◆ PARTS OF THE EXERCISE ◆
[a] In the article on playing MIDI files with multiple tracks, list every Track 1 event in the merge table with the tick at which it falls.
[b] Write the next part of the article on playing multi-track MIDI files, picking up right after its last line.

◆ TEXT EXTRACT ◆
Playing MIDI Files in Windows (Part 3)

Jump to: Part 1, Part 2, Part 3, Part 4, Part 5

In the last article we demonstrated playing a very simple single track MIDI file. In this article we will build on that and add support for multiple tracks. This example will still only support very small MIDI files and is only guaranteed to work correctly for the provided example MIDI file. Related source and example files can be downloaded here: In the previous example, each event was preceded by a delta-time value. This delta-time value is the amount of time to wait before executing the MIDI event. This time is relative to the previous event so a delta-time of say 10 ticks means “wait 10 ticks from the last event before executing the next event”. In the single track example, this was pretty straight forward. In multiple track MIDI files this becomes a little more complicated. The delta-time values are relative to the previous event in the same track. So for example, if one track executes an event every 10 ticks and another simultaneous track executes an event every 25 ticks, they will need to be merged (or mixed) into a single stream and each delta-time will need to be adjusted based on the events from both tracks. For example:

 Ticks   |   Track 1    |   Track 2   ==>   Merged
  0      |   0 - e1     |   0 - e1     | 0  - t1e1
         |              |              | 0  - t2e1
  5      |              |              |
  10     |   10 - e2    |              | 10 - t1e2
  15     |              |              |
  20     |   10 - e3    |              | 10 - t1e3
  25     |              |   25 - e2    | 5  - t2e2
  30     |   10 - e4    |              | 5  - t1e4
  35     |              |              |
  40     |   10 - e5    |              | 10 - t1e5
  45     |              |              |
  50     |   10 - e6    |   25 - e3    | 10 - t1e6
         |              |              | 0  - t2e3

These two tracks begin simultaneously executing their first event. 10 ticks later an event from the first track is executed followed by another after another 10 ticks. Now it starts to get interesting. Because the second event from track 2 is executed after 25 ticks, we must take into account the events from track 1 that have been executed so far and subtract that value from the delta-time for the track 2 event. Therefore, when the tracks are merged, the second track 2 event will need to be executed only 5 ticks after the third track 1 event. Also, since the second event from track 2 is executed 5 ticks after the third event from track 1, the delta-time for the fourth event for track one must be adjusted to account for that and is executed 5 ticks later. At this point in the example things get back on track until the 50 tick mark when two events must be executed simultaneously again. A total of 10 ticks must pass before executing one of the events, and because they are to be executed simultaneously, 0 ticks must pass before executing the second event. This gets seemingly more complicated as more tracks are added, however the algorithm is relatively simple. A counter is needed to keep track of the absolute time from the beginning of the score. Another counter for each track is also needed to keep track of the absolute time processed so far within the track. The algorithm goes something like this:

  1. Loop through each track.
    1. If a track is at the end-of-track marker, skip the track.
    2. If all the tracks are at the end-of-track marker, we are done.
  2. Select the event closest to the current absolute time.
    1. Extract the event.

◆ RECORDED INFORMATION ◆
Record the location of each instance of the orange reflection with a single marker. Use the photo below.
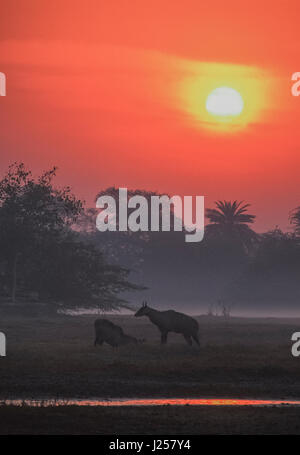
(150, 402)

◆ EXPECTED OUTPUTS ◆
[a]
- e1 at tick 0
- e2 at tick 10
- e3 at tick 20
- e4 at tick 30
- e5 at tick 40
- e6 at tick 50

[b]
    2. Advance the track pointer to the next event in the track.
    3. Advance the absolute time for the track by the extracted event’s delta-time.
  3. The difference between the absolute time for the track and the absolute time for the score is used as the new delta-time for the event.
  4. The absolute time for the score is advanced by the new delta-time.
  5. The delta-time and event are added to the stream as in the previous example.
  6. Continue from step 1.

To put this into practice we’ll introduces some new structures and helper functions.

struct trk {
	struct _mid_track* track;
	unsigned char* buf;
	unsigned char last_event;
	unsigned int absolute_time;

The trk structure will keep track of the processing of each MIDI track. The track field is a pointer to the Track header as described in the last article. buf will be initialized to point to the first delta-time of the first event. The absolute_time field will be initialized to 0 and will keep track of the absolute time of all processed events. The last_event field we won’t worry about for now. It will be used in the next article.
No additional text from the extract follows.